Work to complete » Only the lines from the line containing "tall column shaft" to the end of the entries should be repeated, exactly as they appear.

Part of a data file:
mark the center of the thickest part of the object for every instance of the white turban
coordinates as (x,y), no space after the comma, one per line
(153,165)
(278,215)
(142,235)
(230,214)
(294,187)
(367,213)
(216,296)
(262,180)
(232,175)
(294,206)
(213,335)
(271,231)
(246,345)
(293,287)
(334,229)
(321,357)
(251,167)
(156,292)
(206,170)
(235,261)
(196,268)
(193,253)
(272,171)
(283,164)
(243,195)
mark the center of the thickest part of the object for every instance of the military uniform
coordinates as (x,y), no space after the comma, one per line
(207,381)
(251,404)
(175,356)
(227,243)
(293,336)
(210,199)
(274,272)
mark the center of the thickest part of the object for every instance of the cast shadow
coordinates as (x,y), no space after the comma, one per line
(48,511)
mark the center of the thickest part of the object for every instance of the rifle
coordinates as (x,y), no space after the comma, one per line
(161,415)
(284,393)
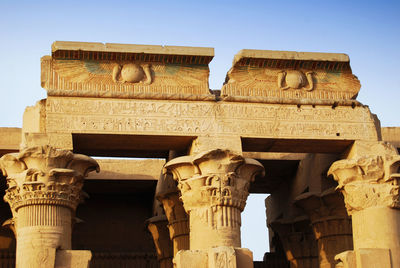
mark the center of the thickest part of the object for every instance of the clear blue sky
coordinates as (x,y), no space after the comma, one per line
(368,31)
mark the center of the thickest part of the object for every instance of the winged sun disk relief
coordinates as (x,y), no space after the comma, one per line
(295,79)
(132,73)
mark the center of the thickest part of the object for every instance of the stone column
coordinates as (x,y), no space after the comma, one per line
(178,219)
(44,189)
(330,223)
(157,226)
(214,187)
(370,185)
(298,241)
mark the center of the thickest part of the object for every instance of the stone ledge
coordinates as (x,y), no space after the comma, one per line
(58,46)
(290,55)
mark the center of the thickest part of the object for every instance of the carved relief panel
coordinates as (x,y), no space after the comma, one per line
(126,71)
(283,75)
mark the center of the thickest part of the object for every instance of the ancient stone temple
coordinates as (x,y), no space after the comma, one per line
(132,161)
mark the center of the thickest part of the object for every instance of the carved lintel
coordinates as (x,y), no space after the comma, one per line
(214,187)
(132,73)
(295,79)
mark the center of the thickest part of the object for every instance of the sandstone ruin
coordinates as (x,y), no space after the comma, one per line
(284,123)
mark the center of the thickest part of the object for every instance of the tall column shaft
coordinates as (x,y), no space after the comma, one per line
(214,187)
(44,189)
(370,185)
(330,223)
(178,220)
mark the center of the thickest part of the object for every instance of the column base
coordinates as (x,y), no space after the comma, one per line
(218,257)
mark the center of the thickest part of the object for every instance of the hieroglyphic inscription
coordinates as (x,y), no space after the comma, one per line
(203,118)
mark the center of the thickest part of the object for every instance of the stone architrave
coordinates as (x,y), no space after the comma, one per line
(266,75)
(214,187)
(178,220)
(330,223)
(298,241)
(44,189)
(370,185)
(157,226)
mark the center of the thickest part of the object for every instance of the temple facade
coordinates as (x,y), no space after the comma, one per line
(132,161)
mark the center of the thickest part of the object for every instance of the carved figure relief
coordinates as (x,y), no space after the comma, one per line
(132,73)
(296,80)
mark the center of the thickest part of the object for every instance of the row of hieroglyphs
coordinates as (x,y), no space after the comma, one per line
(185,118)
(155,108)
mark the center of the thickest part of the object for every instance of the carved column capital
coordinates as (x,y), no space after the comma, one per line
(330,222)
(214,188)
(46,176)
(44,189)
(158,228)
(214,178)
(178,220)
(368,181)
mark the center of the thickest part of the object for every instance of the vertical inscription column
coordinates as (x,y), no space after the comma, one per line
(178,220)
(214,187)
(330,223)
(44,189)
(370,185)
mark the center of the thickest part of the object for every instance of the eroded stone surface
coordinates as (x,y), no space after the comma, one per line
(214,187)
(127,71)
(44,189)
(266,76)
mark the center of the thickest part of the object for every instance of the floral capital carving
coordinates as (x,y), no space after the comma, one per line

Worked solution »
mark the center of the thickest part of the object for every instance of the tall column shaft
coordinates as (x,y), no space after the comma, one per line
(214,187)
(44,189)
(370,185)
(330,223)
(178,220)
mark the center of the thickest part of the object for every instance of the column base
coordinates as (x,y), no space after the comma, one per line
(218,257)
mark the center of the thickest part of the object for every instance of the hieroglyphic inscription
coordinates as (x,y), no space after the comma, one per line
(203,118)
mark the center of the thickest part of the object for every instance of the stone architrave
coordinates as (x,y), no space after the comma, one per line
(266,75)
(214,187)
(178,220)
(330,223)
(298,241)
(44,189)
(370,185)
(157,226)
mark the center of the thickest part of the object for every instance of the temple facade
coordinates as (x,y), no space after the comma, one per line
(132,161)
mark the center of the thickest part of the object for every instance of the carved figure relief
coordinates as (x,y), no space after the comma, one per line
(132,73)
(296,80)
mark the center of the thickest part of the object for every instance of the row of hieroglyphs
coordinates as (x,y), no space after the comma, one per line
(185,118)
(155,108)
mark the center of the thickest part of the object for every instance of the carved column capital
coordinates as (x,y), no space after the comma, one per line
(330,222)
(214,188)
(46,176)
(44,189)
(158,228)
(214,178)
(178,220)
(368,181)
mark the center of the thickest part of the object for every instance of the vertical inscription column
coordinates as (x,y), no space after the comma, one per line
(178,220)
(214,187)
(330,223)
(44,189)
(370,185)
mark the center of the thickest part of the object for every instance of the eroded stone surface
coordinates as (x,y), no space after the comma, one per line
(214,187)
(127,71)
(44,189)
(266,76)
mark the center of the thickest part of the object for every instance of the floral capital carving
coordinates as (x,y), no space after the comma, one per line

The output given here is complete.